EXCERPTED DATA:
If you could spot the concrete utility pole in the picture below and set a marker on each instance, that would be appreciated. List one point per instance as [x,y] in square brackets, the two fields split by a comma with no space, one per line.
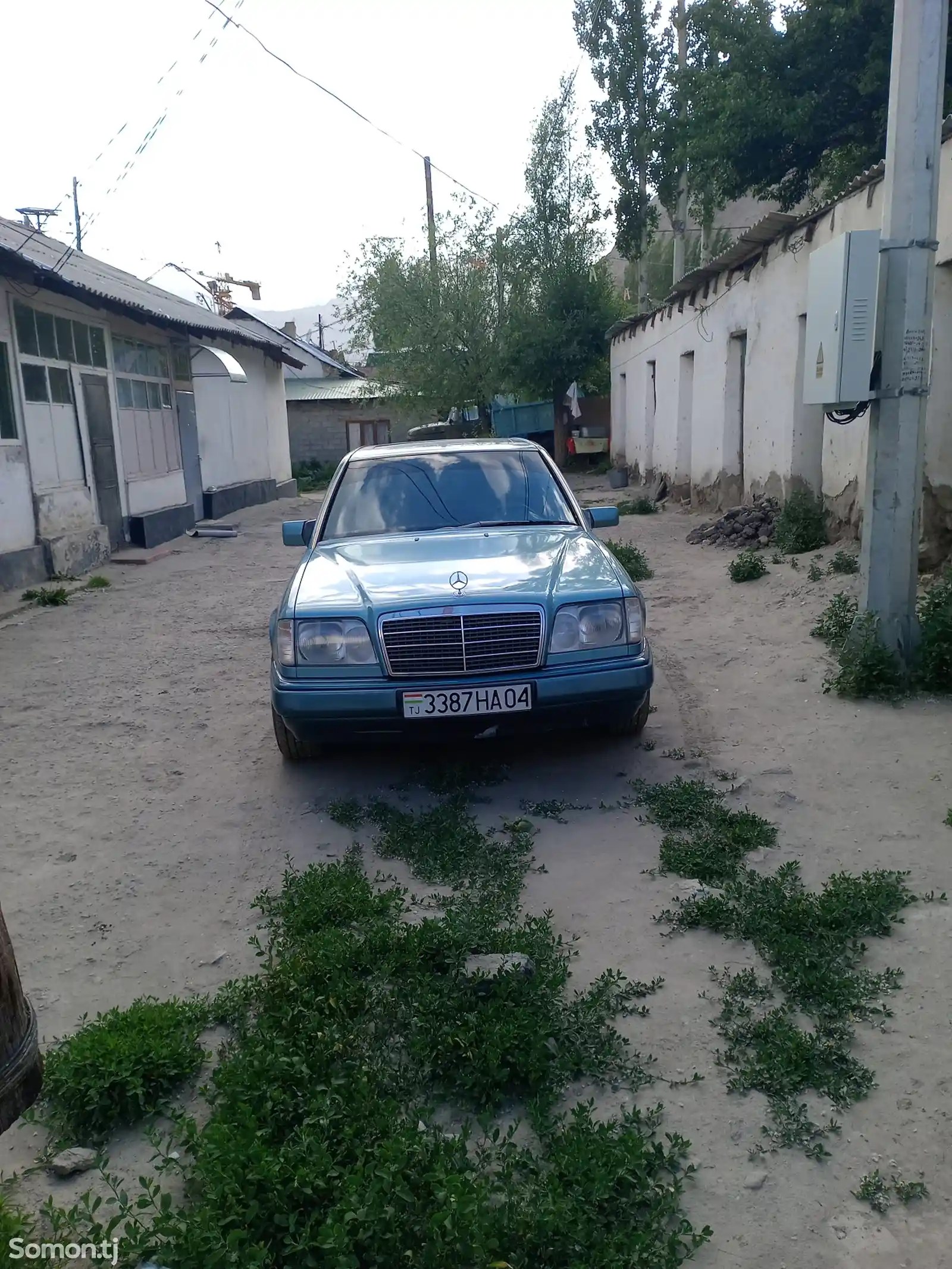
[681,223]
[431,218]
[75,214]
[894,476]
==
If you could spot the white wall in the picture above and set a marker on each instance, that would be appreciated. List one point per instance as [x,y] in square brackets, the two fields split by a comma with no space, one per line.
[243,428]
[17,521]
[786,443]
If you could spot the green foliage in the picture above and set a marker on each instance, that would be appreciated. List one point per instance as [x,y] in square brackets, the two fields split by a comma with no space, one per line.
...
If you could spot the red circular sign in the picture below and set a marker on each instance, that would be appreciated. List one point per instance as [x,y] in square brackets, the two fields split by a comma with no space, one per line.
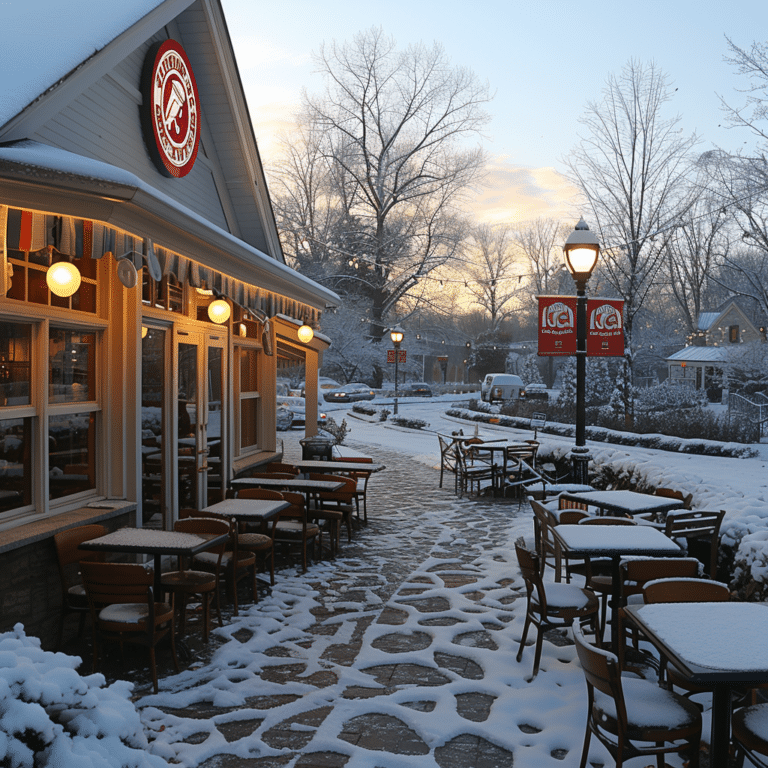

YOUR TASK:
Pick out every line in the listing above that contains the word "appreciated", and copy each of those lines out in full.

SOLUTION FOR THIS EXERCISE:
If you could spot the concrete utility pole in the picture below and set a marker on each instance, that would be appreciated. List one point per instance as [x,y] in square brackets, the two fields split by a comma with no space, one per line.
If you could spot the white wall in the picture above and set a marker on each instance, that would be appreciated. List one point per instance as [x,y] in square brackets, the two fields split by a comma with no space, one per line.
If you could spot the green foliage in the picture above and set a marker on each instance, that would be appreciated. List one point per instance as [x,y] in square brackets, the two fields split by a comma with no space, one per line.
If you could spot the red circular sign in the picture below and set a marker on each instance, that would be appreciated. List one point per instance as [x,y] in square brackets, the two fields split by a comma with no space, one per line.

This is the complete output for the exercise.